THE PROBLEM
Turn every line of the data into a JSON list of strings, one string per line, skipping blank lines. Leave the pictures out.

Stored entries
=-=-=
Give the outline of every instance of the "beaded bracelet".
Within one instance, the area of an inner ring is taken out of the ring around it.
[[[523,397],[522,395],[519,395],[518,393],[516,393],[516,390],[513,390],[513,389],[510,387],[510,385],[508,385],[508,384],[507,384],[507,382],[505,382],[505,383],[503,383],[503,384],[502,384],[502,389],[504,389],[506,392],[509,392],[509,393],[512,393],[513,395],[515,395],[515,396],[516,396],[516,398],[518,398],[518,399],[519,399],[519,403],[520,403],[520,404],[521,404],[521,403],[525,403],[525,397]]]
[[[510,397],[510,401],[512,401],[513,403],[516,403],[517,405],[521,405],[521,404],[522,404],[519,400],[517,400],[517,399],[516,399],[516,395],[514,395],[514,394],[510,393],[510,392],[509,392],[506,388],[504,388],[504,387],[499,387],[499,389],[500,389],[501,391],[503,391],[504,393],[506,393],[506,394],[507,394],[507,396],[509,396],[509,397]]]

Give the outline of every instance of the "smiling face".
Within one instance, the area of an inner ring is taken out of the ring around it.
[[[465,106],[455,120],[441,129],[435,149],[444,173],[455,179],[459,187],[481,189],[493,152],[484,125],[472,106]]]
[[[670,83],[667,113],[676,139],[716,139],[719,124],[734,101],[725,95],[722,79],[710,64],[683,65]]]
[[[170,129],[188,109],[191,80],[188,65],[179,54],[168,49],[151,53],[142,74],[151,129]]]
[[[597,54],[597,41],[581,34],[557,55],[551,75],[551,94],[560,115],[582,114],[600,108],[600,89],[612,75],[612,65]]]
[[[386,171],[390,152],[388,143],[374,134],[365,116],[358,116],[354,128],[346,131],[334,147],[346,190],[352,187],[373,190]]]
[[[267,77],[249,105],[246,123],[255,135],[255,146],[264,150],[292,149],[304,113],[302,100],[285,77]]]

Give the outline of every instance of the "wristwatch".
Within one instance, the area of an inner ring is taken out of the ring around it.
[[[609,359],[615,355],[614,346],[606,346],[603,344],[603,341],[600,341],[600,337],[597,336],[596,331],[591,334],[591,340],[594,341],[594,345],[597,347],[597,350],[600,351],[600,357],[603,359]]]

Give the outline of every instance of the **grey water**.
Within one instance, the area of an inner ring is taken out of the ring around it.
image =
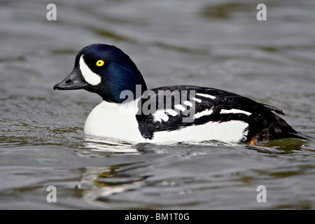
[[[0,209],[315,209],[314,140],[88,139],[84,123],[101,99],[52,90],[80,48],[115,45],[149,88],[226,90],[284,109],[314,139],[314,1],[264,1],[262,21],[261,1],[56,0],[57,20],[47,19],[50,3],[0,1]]]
=-=-=
SOLUTION FOR THIS PROBLEM
[
  "Give the outline of every instance of the \"beaded bracelet\".",
  "Within one instance, the area of an inner ring is taken out of the ring around it.",
  "[[[523,397],[522,395],[519,395],[518,393],[516,393],[516,390],[513,390],[513,389],[510,387],[510,385],[508,385],[508,384],[507,384],[507,382],[505,382],[505,383],[503,383],[503,384],[502,384],[502,389],[504,389],[506,392],[509,392],[509,393],[512,393],[513,395],[515,395],[515,396],[516,396],[516,398],[518,398],[518,399],[519,399],[519,403],[520,403],[520,404],[521,404],[521,403],[525,403],[525,397]]]",
  "[[[510,397],[510,401],[512,401],[513,403],[516,403],[517,405],[521,405],[521,404],[522,404],[519,400],[517,400],[517,399],[516,399],[516,395],[514,395],[514,394],[510,393],[510,392],[509,392],[506,388],[504,388],[504,387],[499,387],[499,389],[500,389],[501,391],[503,391],[504,393],[506,393],[506,394],[507,394],[507,396],[509,396],[509,397]]]",
  "Give the outline of every instance of the \"smiling face\".",
  "Within one instance, the area of an inner ring is taken out of the ring around it.",
  "[[[465,106],[455,120],[441,129],[435,149],[444,173],[455,179],[459,187],[481,189],[493,152],[484,125],[472,106]]]",
  "[[[670,83],[667,113],[676,139],[716,139],[719,124],[734,101],[725,95],[722,79],[710,64],[683,65]]]",
  "[[[170,129],[188,109],[191,80],[188,65],[179,54],[168,49],[151,53],[142,74],[151,129]]]",
  "[[[597,54],[597,41],[581,34],[557,55],[551,75],[551,94],[560,115],[582,114],[600,108],[600,89],[612,75],[612,65]]]",
  "[[[386,171],[390,152],[388,143],[374,134],[365,116],[358,116],[354,128],[346,131],[334,147],[346,190],[352,187],[373,190]]]",
  "[[[267,77],[249,105],[246,123],[255,135],[255,146],[264,150],[292,149],[304,113],[302,100],[285,77]]]",
  "Give the outline of every instance of the \"wristwatch\".",
  "Within one instance, the area of an inner ring is taken out of the ring around it.",
  "[[[609,359],[615,355],[614,346],[606,346],[603,344],[603,341],[600,341],[600,337],[597,336],[596,331],[591,334],[591,340],[594,341],[594,345],[597,347],[597,350],[600,351],[600,357],[603,359]]]",
  "Give the outline of every instance of the **grey water**.",
  "Within one instance, the area of an inner ring is taken out of the ring around it.",
  "image =",
  "[[[0,209],[315,209],[314,140],[88,139],[84,123],[101,99],[52,90],[80,48],[115,45],[149,88],[226,90],[284,109],[314,139],[314,1],[264,1],[262,21],[261,1],[56,0],[57,20],[47,19],[50,3],[0,1]]]"
]